◆ **What the task asks**
Could you retype the entries from the line with "Would you mind placing a dot on the coral" to the line with "(1192, 554)", both included, character for character?
— Start of Items —
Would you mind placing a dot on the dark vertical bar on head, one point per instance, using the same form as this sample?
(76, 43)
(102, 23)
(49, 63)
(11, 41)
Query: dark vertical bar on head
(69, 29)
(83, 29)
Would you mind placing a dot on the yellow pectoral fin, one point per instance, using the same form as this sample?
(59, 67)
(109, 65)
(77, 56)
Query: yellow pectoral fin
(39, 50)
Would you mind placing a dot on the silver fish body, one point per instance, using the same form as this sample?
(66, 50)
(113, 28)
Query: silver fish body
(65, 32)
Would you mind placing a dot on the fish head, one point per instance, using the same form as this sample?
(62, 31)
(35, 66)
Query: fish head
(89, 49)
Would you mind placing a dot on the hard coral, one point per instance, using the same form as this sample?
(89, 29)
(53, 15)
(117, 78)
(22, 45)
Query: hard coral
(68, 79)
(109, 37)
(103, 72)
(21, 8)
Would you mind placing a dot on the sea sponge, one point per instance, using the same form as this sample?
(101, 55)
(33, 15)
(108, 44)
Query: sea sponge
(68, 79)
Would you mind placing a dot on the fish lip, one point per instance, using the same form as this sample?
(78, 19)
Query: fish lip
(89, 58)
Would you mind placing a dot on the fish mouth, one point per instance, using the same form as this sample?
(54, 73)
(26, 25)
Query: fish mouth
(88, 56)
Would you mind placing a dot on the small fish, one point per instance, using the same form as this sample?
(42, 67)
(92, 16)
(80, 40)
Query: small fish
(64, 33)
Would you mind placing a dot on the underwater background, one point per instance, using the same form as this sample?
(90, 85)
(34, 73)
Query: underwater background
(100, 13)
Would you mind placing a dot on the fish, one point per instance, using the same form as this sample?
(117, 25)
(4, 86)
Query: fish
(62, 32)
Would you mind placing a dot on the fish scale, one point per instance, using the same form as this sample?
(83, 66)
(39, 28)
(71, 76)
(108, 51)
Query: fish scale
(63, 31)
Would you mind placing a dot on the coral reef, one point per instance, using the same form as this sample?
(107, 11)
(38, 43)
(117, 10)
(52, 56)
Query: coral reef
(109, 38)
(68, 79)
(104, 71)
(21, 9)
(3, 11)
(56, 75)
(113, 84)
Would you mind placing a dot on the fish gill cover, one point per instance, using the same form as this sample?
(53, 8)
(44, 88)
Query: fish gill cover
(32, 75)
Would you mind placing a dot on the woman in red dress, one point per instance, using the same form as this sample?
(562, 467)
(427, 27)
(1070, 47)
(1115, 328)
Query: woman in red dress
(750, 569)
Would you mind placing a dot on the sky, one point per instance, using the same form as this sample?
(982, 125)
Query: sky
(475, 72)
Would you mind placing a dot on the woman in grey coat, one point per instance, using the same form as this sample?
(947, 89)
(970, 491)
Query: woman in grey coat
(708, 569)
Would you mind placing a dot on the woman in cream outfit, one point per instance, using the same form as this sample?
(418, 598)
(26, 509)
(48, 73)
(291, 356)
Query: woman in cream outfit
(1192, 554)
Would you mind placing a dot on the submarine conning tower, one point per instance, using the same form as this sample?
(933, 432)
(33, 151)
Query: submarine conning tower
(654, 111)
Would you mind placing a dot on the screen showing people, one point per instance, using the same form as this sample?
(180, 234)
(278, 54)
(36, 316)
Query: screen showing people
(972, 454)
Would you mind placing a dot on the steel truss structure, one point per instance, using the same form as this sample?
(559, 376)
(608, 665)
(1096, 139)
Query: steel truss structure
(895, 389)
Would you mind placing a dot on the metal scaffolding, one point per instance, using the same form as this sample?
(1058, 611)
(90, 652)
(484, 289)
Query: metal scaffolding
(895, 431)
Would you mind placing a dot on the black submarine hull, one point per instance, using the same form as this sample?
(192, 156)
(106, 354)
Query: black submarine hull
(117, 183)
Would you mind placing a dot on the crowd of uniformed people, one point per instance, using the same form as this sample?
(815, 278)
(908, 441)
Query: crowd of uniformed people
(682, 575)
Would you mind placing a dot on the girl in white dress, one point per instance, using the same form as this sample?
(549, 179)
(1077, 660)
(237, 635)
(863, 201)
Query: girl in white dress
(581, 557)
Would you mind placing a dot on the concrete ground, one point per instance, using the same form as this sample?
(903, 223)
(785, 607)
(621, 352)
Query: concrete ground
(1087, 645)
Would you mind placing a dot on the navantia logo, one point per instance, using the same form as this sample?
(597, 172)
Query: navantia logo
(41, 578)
— End of Items —
◆ **Task solution**
Would you mind placing a dot on the coral reef, one point per instance, using the same form as this sample?
(107, 11)
(38, 43)
(117, 10)
(52, 56)
Query: coral reef
(109, 38)
(68, 79)
(104, 71)
(21, 9)
(3, 11)
(56, 75)
(113, 84)
Would you mind placing a dot on the fish gill cover, one point per instance, using the same form as this sample?
(53, 8)
(44, 88)
Query: fish gill cover
(32, 75)
Would you mind placing a dot on the woman in red dress, one point per instance, using the same form as this sample?
(562, 467)
(427, 27)
(1070, 47)
(1115, 328)
Query: woman in red dress
(750, 569)
Would you mind placing a dot on the sky, one point per instance, using the same form as this sample?
(982, 125)
Query: sky
(475, 72)
Would you mind placing a dot on the woman in grey coat, one point per instance, using the same form as this sample?
(947, 89)
(970, 491)
Query: woman in grey coat
(708, 569)
Would you mind placing a dot on the woman in cream outfit, one point per instance, using the same form as this sample?
(418, 598)
(26, 509)
(48, 73)
(291, 356)
Query: woman in cream outfit
(1192, 554)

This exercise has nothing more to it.